### [Assignment]
What is needed is a word-for-word copy of every record below, minus the pictures.

++++ Stored data ++++

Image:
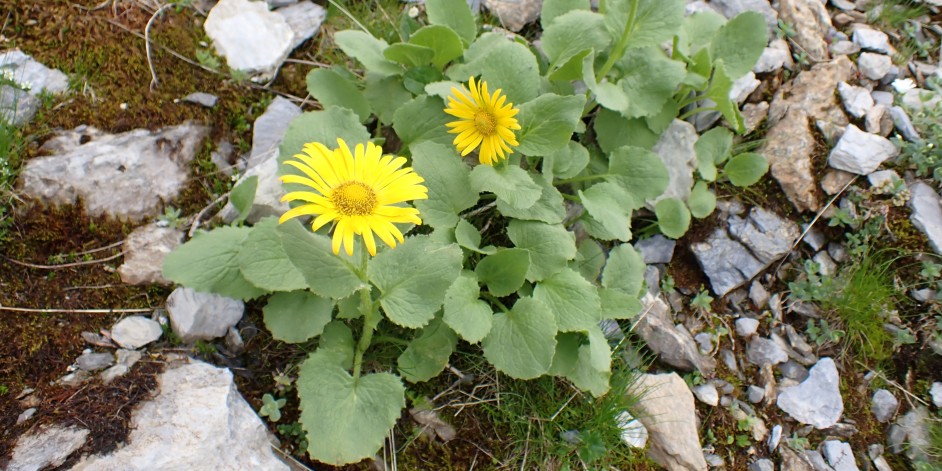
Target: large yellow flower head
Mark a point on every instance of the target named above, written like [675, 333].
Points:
[484, 120]
[359, 190]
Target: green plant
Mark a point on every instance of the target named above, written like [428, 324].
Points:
[492, 257]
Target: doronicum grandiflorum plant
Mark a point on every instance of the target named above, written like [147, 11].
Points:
[500, 214]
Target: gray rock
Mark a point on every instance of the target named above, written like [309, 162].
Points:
[726, 262]
[673, 346]
[675, 148]
[731, 8]
[811, 22]
[903, 124]
[656, 249]
[135, 332]
[857, 100]
[46, 447]
[268, 132]
[872, 40]
[843, 48]
[89, 361]
[746, 326]
[874, 66]
[515, 14]
[883, 405]
[144, 253]
[817, 400]
[127, 176]
[28, 73]
[926, 213]
[762, 465]
[671, 420]
[197, 413]
[755, 394]
[17, 107]
[762, 352]
[839, 455]
[758, 295]
[202, 98]
[767, 235]
[789, 147]
[860, 152]
[202, 316]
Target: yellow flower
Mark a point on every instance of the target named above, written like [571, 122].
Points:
[359, 190]
[483, 120]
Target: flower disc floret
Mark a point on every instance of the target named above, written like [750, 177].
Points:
[485, 120]
[361, 191]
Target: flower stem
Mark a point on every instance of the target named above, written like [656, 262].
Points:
[619, 49]
[371, 319]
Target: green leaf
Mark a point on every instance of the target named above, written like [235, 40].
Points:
[698, 31]
[547, 123]
[504, 271]
[655, 21]
[611, 207]
[332, 89]
[242, 196]
[503, 64]
[346, 418]
[448, 180]
[702, 200]
[413, 278]
[584, 359]
[409, 55]
[423, 118]
[386, 95]
[551, 246]
[468, 236]
[571, 33]
[746, 169]
[442, 40]
[297, 316]
[510, 183]
[719, 90]
[639, 171]
[467, 315]
[672, 217]
[571, 298]
[555, 8]
[324, 126]
[566, 162]
[624, 270]
[264, 262]
[549, 208]
[455, 14]
[740, 42]
[208, 262]
[589, 259]
[366, 49]
[617, 304]
[646, 96]
[614, 130]
[428, 353]
[336, 345]
[522, 342]
[712, 148]
[326, 274]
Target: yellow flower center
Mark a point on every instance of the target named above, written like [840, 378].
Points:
[485, 122]
[354, 199]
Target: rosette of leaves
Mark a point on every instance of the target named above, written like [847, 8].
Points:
[522, 260]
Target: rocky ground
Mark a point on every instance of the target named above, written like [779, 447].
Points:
[794, 329]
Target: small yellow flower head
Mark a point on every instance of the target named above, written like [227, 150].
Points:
[484, 120]
[359, 190]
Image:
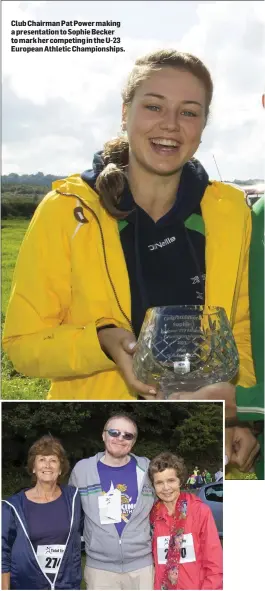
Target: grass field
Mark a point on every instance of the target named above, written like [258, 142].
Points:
[14, 385]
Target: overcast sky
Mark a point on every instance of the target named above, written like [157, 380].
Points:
[59, 108]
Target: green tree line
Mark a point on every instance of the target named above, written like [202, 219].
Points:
[193, 430]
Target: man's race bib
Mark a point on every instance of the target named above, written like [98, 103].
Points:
[110, 507]
[50, 557]
[187, 552]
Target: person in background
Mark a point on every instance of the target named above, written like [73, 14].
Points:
[219, 474]
[42, 525]
[244, 405]
[208, 476]
[186, 547]
[117, 498]
[93, 240]
[203, 477]
[192, 481]
[199, 479]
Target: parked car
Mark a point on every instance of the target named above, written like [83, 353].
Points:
[212, 495]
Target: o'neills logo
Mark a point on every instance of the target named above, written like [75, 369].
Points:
[161, 244]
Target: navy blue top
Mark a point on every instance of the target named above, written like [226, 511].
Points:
[47, 523]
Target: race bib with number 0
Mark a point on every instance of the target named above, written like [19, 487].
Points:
[187, 552]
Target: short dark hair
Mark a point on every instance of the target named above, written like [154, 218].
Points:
[167, 460]
[48, 446]
[122, 415]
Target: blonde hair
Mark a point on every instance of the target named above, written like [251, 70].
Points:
[47, 446]
[111, 181]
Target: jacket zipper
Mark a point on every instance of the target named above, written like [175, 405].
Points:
[138, 500]
[104, 251]
[52, 584]
[71, 525]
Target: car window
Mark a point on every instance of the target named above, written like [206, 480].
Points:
[214, 493]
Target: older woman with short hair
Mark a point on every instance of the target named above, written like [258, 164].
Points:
[42, 525]
[186, 548]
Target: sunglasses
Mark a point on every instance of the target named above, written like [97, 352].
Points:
[116, 433]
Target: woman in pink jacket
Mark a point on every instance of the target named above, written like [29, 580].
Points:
[186, 547]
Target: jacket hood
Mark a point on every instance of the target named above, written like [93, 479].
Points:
[193, 182]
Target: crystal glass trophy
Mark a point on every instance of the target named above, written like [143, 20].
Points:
[183, 348]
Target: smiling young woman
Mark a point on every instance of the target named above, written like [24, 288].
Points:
[145, 227]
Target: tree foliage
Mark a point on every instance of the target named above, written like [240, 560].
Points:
[191, 429]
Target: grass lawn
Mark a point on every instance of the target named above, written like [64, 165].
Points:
[14, 385]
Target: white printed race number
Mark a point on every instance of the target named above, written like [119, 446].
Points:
[187, 552]
[50, 556]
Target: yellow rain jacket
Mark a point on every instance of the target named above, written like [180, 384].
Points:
[71, 277]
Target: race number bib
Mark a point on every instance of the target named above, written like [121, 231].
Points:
[110, 507]
[187, 552]
[50, 556]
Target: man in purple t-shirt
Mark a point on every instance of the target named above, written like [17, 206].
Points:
[117, 497]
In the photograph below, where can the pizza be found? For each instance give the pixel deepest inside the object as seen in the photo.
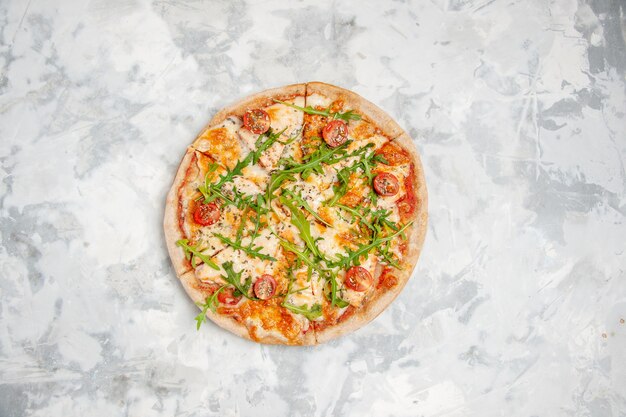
(297, 215)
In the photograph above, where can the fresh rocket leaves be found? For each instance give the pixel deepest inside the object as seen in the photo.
(193, 253)
(297, 198)
(234, 279)
(353, 257)
(250, 249)
(213, 190)
(312, 313)
(210, 303)
(347, 116)
(303, 225)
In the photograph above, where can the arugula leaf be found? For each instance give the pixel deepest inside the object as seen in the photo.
(302, 203)
(234, 279)
(352, 258)
(310, 313)
(334, 299)
(343, 175)
(276, 180)
(192, 253)
(327, 274)
(303, 256)
(211, 303)
(348, 115)
(251, 250)
(298, 220)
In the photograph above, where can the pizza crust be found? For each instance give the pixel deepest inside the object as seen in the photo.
(171, 225)
(353, 101)
(262, 99)
(377, 302)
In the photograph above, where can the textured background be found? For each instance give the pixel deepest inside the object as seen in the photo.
(516, 307)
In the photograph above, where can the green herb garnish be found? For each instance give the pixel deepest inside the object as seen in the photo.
(303, 225)
(193, 253)
(234, 279)
(297, 198)
(250, 249)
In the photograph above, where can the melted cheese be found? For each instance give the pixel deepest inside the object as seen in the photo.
(251, 267)
(222, 143)
(318, 100)
(281, 117)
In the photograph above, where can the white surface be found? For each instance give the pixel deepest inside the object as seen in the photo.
(515, 306)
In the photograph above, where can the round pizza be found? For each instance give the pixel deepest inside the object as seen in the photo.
(297, 215)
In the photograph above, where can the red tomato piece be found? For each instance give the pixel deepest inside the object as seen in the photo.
(386, 184)
(206, 214)
(265, 287)
(358, 279)
(227, 297)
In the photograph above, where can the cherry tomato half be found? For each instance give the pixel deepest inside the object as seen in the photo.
(386, 184)
(257, 121)
(206, 214)
(265, 287)
(358, 279)
(335, 133)
(227, 297)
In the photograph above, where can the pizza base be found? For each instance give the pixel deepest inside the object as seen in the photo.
(171, 227)
(262, 99)
(353, 101)
(416, 234)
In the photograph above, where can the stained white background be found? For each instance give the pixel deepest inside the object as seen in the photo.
(517, 108)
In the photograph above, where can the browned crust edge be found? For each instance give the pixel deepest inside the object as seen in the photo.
(416, 235)
(171, 226)
(353, 101)
(262, 99)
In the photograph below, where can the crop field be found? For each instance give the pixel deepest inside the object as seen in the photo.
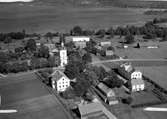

++++

### [Solution below]
Image:
Target: large yellow flower head
Mark a point on every instance of the target named above, written like [675, 333].
Points:
[484, 120]
[359, 190]
Target: green plant
Mark a point on every instance of the target named above, written like [428, 324].
Points:
[492, 257]
Target: doronicum grandiflorum plant
Mark a point on every instance of the target named above, written like [147, 11].
Points:
[500, 214]
Target: gray rock
Mark a point on every instance of the target named above, written like [309, 162].
Points:
[726, 262]
[673, 346]
[675, 148]
[731, 8]
[811, 22]
[903, 124]
[656, 249]
[135, 332]
[857, 100]
[46, 447]
[268, 132]
[872, 40]
[843, 48]
[89, 361]
[746, 326]
[874, 66]
[515, 14]
[883, 405]
[144, 253]
[817, 400]
[127, 176]
[28, 73]
[926, 213]
[762, 465]
[671, 420]
[197, 413]
[755, 394]
[17, 107]
[762, 352]
[839, 455]
[758, 295]
[202, 98]
[767, 235]
[789, 147]
[860, 152]
[202, 316]
Target: yellow flower
Mark a point on every instance of the target named above, written like [571, 122].
Points:
[359, 190]
[483, 120]
Target: flower disc floret
Mark a point on every instance of the target named above, written like [750, 177].
Points:
[485, 120]
[361, 191]
Target: flower stem
Mark a point on every instance of the target named above, written like [656, 262].
Points:
[619, 49]
[371, 319]
Target: green leaf
Mark a point on every instance of the target named above, written like [235, 40].
Points:
[698, 31]
[547, 123]
[504, 271]
[655, 21]
[611, 207]
[332, 89]
[242, 196]
[503, 64]
[346, 418]
[448, 180]
[702, 200]
[413, 278]
[584, 359]
[409, 55]
[423, 118]
[386, 95]
[551, 246]
[468, 236]
[571, 33]
[746, 169]
[442, 40]
[297, 316]
[510, 183]
[719, 90]
[639, 171]
[467, 315]
[672, 217]
[571, 298]
[555, 8]
[324, 126]
[566, 162]
[624, 270]
[264, 262]
[549, 208]
[455, 14]
[740, 42]
[208, 262]
[589, 259]
[366, 49]
[617, 304]
[646, 96]
[614, 130]
[428, 353]
[336, 345]
[522, 342]
[712, 148]
[326, 274]
Target: yellow flower center
Mark a point on every instance of the target named above, written like [840, 378].
Points:
[485, 122]
[354, 199]
Target: rosette of leaves
Mark a point on every instance of the target named above, written like [847, 8].
Points:
[522, 260]
Target: rocky ground
Mark a point on every instance of the target named above, written like [779, 447].
Points:
[794, 329]
Target: small yellow flower head
Mark a point on every instance of the target named above, written like [227, 150].
Points:
[484, 120]
[359, 190]
Image:
Target: grass field
Mark a point on every instance of the target named above, written like [258, 142].
Points:
[14, 385]
Target: overcast sky
Mark a point on every instance of the target named above, written like [157, 380].
Points:
[59, 108]
Target: green tree line
Mark a point on every instance of the target named above, written like [202, 219].
Points:
[193, 430]
Target: man's race bib
Mark a point on every instance of the target named above, written like [98, 103].
Points:
[110, 507]
[50, 557]
[187, 552]
Target: person in background
Mark a point on every instance of the target named above, written like [73, 14].
Points:
[219, 474]
[42, 525]
[244, 405]
[208, 476]
[186, 547]
[117, 498]
[93, 240]
[203, 477]
[192, 481]
[199, 479]
Target: parked car
Mark a point on every instance of the target named above, written like [83, 353].
Points:
[212, 495]
Target: o'neills logo
Mark a point on every instance of the target named above, written like [75, 369].
Points:
[161, 244]
Target: navy blue top
Mark a point on every instance of the target named above, written like [226, 511].
Points:
[47, 523]
Target: race bib with number 0
Mark a point on every instance of the target named above, written like [19, 487].
Points:
[187, 552]
Target: short dark hair
Mark a point on every instance of the target named above, written like [154, 218].
Points:
[167, 460]
[48, 446]
[122, 415]
Target: blonde hair
Mark a point on every instance of the target named above, written like [251, 70].
Points:
[47, 446]
[111, 181]
Target: jacket zipper
Mark a point on every instance of the target named above, written like [175, 405].
Points:
[138, 500]
[104, 251]
[52, 584]
[71, 525]
Target: car window
Mark a point on every instance of the target named above, written like [206, 480].
Points:
[214, 493]
Target: older woman with short hair
Mark a point on every instance of the target named above, written like [258, 164].
Points:
[42, 525]
[186, 548]
Target: sunglasses
Mark a point on every instance of the target named above, written like [97, 352].
Points:
[116, 433]
Target: woman in pink jacket
Mark a point on every instance of the target named above, written like [29, 580].
Points:
[186, 547]
Target: jacket hood
Mark a point on every instance of the target named above, written like [93, 479].
Points:
[193, 182]
Target: crystal glass trophy
Mark a point on every instance of the target named above, written like [143, 20].
Points:
[183, 348]
Target: smiling young woman
Mark a point on every instance of the target named above, written like [24, 288].
Points:
[145, 227]
Target: tree foliage
Mark a point on every instance of the target named above, written like [240, 560].
Points:
[191, 429]
Target: grass lawn
Mark a point on every instance of the target named above, written like [64, 165].
Points:
[14, 385]
Target: white printed race number
Mark a point on every instance of the target named above, written like [119, 446].
Points:
[187, 552]
[50, 556]
Target: yellow rain jacket
Mark a point on every instance of the target named above, written like [180, 384].
Points:
[71, 277]
Target: race number bib
Mark a point on every instance of the target named above, written like [121, 231].
Points:
[110, 507]
[187, 552]
[50, 556]
Target: man in purple t-shirt
Mark a point on every instance of the target named above, written like [17, 206].
Points:
[117, 497]
In the photograph below, where can the pizza be found? For each instance give the pixel deepest inside the object as seen in the photo.
(297, 215)
In the photograph above, where can the fresh rocket leaves be found? For each instance give the pixel deepest inside the object as seen in the photo.
(193, 253)
(297, 198)
(234, 279)
(353, 257)
(250, 249)
(213, 190)
(312, 313)
(210, 303)
(347, 116)
(303, 225)
In the photograph above, where can the arugula leaf be found? For each instance give the pixel deepest inside the object as seen in the photo.
(302, 203)
(234, 279)
(352, 258)
(310, 313)
(334, 299)
(343, 175)
(276, 180)
(192, 253)
(327, 274)
(303, 256)
(211, 303)
(348, 115)
(251, 250)
(298, 220)
In the photograph above, where can the pizza crust be found? For each instance give the pixel deepest inside the object as seen in the photo.
(171, 225)
(353, 101)
(262, 99)
(377, 302)
In the photograph above, where can the textured background be found? For each instance give the pixel deepest inside the object as seen in the photo.
(516, 307)
In the photograph above, where can the green herb garnish be found? For each instance give the pixel deepest inside the object as seen in the photo.
(303, 225)
(193, 253)
(234, 279)
(297, 198)
(250, 249)
In the photograph above, where can the melted cheese be found? For each instance give the pixel deepest inside the object as seen in the photo.
(251, 267)
(222, 143)
(318, 100)
(281, 117)
In the photograph above, where can the white surface be found? For each instance give the pixel deepest inside the object as seen in the photo.
(515, 306)
In the photograph above, where can the round pizza be found? For each instance give the pixel deepest inside the object as seen in the photo.
(297, 215)
In the photograph above, where can the red tomato piece be found? For each instance give the pixel deepest inside the object as seen in the photo.
(386, 184)
(206, 214)
(265, 287)
(358, 279)
(227, 297)
In the photograph above, where can the cherry tomato half be found? For each instance give the pixel deepest inside the object as seen in the photo.
(386, 184)
(257, 121)
(206, 214)
(265, 287)
(358, 279)
(335, 133)
(227, 297)
In the photograph above, where can the pizza base be found? For each instance give the pixel deepest inside the object as seen in the photo.
(171, 227)
(262, 99)
(353, 101)
(416, 234)
In the photograph above, where can the stained white background be found? For each instance give the pixel deepest inside the object as seen in the photo.
(517, 108)
In the photograph above, where can the browned crust edge be found? For each instance give the pixel deepest inside the object as seen in the photo.
(416, 235)
(171, 226)
(353, 101)
(262, 99)
In the photograph below, where can the crop field be found? For each instance give the pixel deepest inside the object as seen in the photo.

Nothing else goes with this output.